_SET PROBLEM_
Copy out every line of the listing below, reproducing each one without alteration.

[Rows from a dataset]

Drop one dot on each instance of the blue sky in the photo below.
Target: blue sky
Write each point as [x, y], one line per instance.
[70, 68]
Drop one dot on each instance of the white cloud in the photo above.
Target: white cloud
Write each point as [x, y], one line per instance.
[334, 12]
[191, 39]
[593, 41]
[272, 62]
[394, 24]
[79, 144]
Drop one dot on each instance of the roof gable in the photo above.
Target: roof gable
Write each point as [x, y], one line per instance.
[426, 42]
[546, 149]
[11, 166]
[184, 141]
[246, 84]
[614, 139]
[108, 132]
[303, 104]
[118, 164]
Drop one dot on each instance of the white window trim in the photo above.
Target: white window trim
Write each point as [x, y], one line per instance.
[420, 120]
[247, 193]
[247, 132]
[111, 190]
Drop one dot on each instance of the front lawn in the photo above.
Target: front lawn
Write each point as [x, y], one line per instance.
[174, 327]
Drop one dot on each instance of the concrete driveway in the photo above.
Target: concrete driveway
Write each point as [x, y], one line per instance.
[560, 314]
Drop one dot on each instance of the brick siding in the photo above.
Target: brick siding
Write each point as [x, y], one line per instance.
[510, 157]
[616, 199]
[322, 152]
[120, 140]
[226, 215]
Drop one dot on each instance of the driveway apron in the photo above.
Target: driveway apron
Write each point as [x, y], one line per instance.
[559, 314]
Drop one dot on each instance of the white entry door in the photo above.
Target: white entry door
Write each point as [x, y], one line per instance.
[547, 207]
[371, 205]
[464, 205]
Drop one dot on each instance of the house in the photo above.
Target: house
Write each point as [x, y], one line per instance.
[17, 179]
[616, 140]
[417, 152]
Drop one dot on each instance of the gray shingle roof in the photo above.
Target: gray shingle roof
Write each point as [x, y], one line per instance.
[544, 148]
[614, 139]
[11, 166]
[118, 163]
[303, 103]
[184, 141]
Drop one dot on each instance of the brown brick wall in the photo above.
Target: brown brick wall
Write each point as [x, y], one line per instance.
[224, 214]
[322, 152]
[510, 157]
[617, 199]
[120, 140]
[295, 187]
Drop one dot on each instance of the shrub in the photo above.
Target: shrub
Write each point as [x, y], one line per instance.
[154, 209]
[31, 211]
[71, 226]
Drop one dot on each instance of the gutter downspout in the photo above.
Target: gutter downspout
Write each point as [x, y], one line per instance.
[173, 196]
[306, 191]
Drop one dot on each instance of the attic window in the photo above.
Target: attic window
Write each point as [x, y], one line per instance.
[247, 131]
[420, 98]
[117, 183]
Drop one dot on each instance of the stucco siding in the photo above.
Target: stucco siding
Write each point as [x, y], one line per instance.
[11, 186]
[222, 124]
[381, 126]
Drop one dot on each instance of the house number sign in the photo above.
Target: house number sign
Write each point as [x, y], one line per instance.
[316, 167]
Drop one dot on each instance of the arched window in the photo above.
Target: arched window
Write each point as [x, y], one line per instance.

_REPLY_
Drop one dot on each instance of the blue sky in the photo below.
Target: blue sky
Write each point as [x, y], one line per instance.
[70, 68]
Drop one dot on each instance of the white cloud in the photo above.
Target: white cloud
Write each point as [x, y], one line per instance.
[334, 12]
[191, 39]
[593, 41]
[272, 62]
[394, 24]
[79, 144]
Drop one dot on each instance of the roof gable in the photo above.
Target: roof gable
Write each point as [x, y], one line per instance.
[426, 42]
[546, 149]
[11, 166]
[184, 141]
[246, 84]
[614, 139]
[108, 132]
[303, 104]
[118, 164]
Drop one dot on each instance of the white window trim in the photo above.
Target: white window trim
Write each point as [x, y], one line per instance.
[420, 120]
[247, 193]
[247, 132]
[111, 190]
Drop one dot on each instance of the front lawn in the photo above.
Target: front lawn
Write each point as [x, y], one line per instance.
[174, 327]
Drop one dot on each instance of the concrete driveway in the photo above.
Target: concrete driveway
Write each point as [x, y], one line per instance.
[560, 314]
Drop one dot on each instance of the brick siding in the photo above.
Target: brick siding
Write each point as [x, y], one line per instance.
[510, 157]
[616, 199]
[322, 152]
[120, 140]
[226, 215]
Drop one dot on each instance of the driveway apron in the photo above.
Target: driveway apron
Write each point as [x, y], one line per instance.
[559, 314]
Drop one dot on each instance of the white entry door in the photo above.
Target: white entry door
Write each point as [x, y], one line per instance.
[547, 207]
[371, 205]
[464, 205]
Drop one dot on each instance of the house in the photo above.
Target: house
Write each point as [x, y], one line per instance.
[17, 179]
[616, 140]
[417, 152]
Drop one dot on each instance of the gray shingle roof in the photo above.
Target: gray shingle roof
Write each point as [x, y], one line per instance.
[544, 148]
[614, 139]
[11, 166]
[118, 163]
[303, 103]
[184, 141]
Drop one dot on each instance of the brown brick wall in the photo above.
Target: brown brick wall
Write each point as [x, y], one line per instance.
[224, 214]
[322, 152]
[510, 157]
[617, 199]
[120, 140]
[295, 187]
Drop one dot on each instance of the shrub in the photo above.
Target: shrub
Write each point as [x, y], one line per instance.
[154, 209]
[31, 211]
[71, 226]
Drop one dot on each instance of the gutter downspout in the photo above.
Target: gutter downspout
Write each point as [x, y], one line per instance.
[173, 196]
[306, 191]
Drop one dot on each instance of the attic window in the photo above.
Target: attic window
Write each point as [x, y], one line per instance.
[247, 131]
[420, 98]
[117, 183]
Drop one dot on each instance of the stucco siding in the photo above.
Target: stucco siding
Write each point as [x, y], one line per instance.
[11, 186]
[222, 124]
[381, 126]
Drop one dot on each instance of the house number sign in the photo above.
Target: house number sign
Write each point as [x, y], one line per instance.
[316, 167]
Drop one dot on each instance of the arched window in the photo above.
Target: arched window
Write each point as [x, y], one line per instance.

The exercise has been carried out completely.